* _REQUIREMENT_
Begin with the line where "Find the pendant" appears. Set down that line and the rest of the records below it exactly as given.

* _INPUT FOR THIS TASK_
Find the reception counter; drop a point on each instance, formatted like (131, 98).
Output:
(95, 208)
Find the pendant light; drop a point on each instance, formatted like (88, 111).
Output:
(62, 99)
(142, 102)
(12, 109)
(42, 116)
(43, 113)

* _OUTPUT_
Find the pendant light; drop a point on each instance, formatted like (88, 111).
Output:
(62, 99)
(142, 102)
(12, 109)
(42, 116)
(43, 113)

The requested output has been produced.